Work to complete:
Drop the pictures from the entries below, then reproduce the rest exactly.

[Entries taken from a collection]
※ ※ ※

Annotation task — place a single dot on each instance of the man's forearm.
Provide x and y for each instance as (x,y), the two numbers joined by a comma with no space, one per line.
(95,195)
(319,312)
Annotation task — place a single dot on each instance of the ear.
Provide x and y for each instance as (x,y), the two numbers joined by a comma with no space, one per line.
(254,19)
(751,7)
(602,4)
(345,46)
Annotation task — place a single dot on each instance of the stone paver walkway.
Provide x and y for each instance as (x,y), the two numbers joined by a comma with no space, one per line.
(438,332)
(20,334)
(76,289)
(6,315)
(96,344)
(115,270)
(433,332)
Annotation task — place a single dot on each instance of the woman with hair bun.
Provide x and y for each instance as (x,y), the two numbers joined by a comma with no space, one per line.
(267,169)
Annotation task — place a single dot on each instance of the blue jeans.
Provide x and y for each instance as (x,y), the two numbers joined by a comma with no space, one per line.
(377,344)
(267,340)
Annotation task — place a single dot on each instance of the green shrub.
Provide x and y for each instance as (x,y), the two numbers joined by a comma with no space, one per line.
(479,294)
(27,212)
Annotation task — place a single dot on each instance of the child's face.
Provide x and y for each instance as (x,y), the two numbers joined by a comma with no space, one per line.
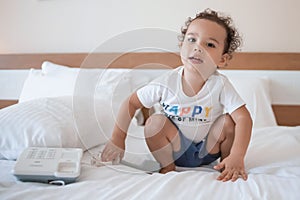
(203,46)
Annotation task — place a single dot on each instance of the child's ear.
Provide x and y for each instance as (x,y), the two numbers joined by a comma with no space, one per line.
(224,60)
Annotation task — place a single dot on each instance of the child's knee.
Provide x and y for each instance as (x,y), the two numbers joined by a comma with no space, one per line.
(229,125)
(154,125)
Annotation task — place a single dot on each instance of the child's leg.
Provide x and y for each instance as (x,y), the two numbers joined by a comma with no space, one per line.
(162,139)
(221,136)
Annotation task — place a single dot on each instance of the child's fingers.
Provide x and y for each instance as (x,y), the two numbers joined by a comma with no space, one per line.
(219,166)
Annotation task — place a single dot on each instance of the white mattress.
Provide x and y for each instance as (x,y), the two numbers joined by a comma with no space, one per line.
(272,163)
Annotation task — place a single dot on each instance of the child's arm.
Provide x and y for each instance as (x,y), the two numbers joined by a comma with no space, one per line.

※ ※ ※

Response:
Annotation task — place a single dot on each instance of the man's forearm.
Provide x and y for each instance as (x,y), the two numbers joined by a comma with no space, one per line.
(95,195)
(319,312)
Annotation task — place a single dot on each instance of the ear.
Provide x and y for each instance as (x,y), the two numbers joined by a comma with no space, one per line.
(254,19)
(751,7)
(602,4)
(345,46)
Annotation task — place a single dot on each instance of the stone paver walkway.
Provide x and y for each instance as (x,y), the two numbers joined by a comma with no space, one per line.
(438,332)
(20,334)
(76,289)
(6,315)
(96,344)
(115,270)
(433,332)
Annotation task — place a single dot on each instance of the woman with hair bun.
Provide x and y for each instance as (x,y), the two numbers joined by a comma with no space, one per line.
(267,169)
Annotation task — place a single dot on each instance of the blue jeans.
Provide x and y for each instance as (x,y), the two numbers joined by a comma with no space, one per line.
(377,344)
(267,340)
Annotation task — place a single dot on each instance of the green shrub.
Provide x and y for each instance as (x,y), the two numbers joined by a comma with no space, one per line.
(479,294)
(27,212)
Annotation task — place a single dot on each instance of the child's face.
Provide x and y for each instance as (x,y), the two numbers joined by a comma with no space, one per line.
(203,46)
Annotation task — place a single dot on each instance of the child's ear.
Provide x and y for each instance as (x,y), the two numbers joined by a comma with no space, one per line.
(224,60)
Annotation task — place a single dot on each instance of the child's knee.
Provide x and y for each instance as (x,y), the two numbers joined by a comma with no space, one per line.
(229,125)
(154,125)
Annotation task — place a single dot on each instance of the child's leg.
Provide x and y for each instance as (x,y), the two numbers joined by a comma with no space, one per line.
(162,139)
(221,136)
Annotation task — place a single dot on each instance of the child's fingers.
Provide x and y for each instance as (x,y), the two numbers joined by a comma with no space, one per line.
(219,166)
Annotation task — place a single dot on each instance of the white mattress.
Provide x and y for each instance as (x,y), the two numbers joined by a comma with no space, one per line.
(272,163)
Annotation task — place a single dot on each instance of the child's arm.
Provide x and y for each instance as (x,y), the two numbers joined by a comma with no space, one per line.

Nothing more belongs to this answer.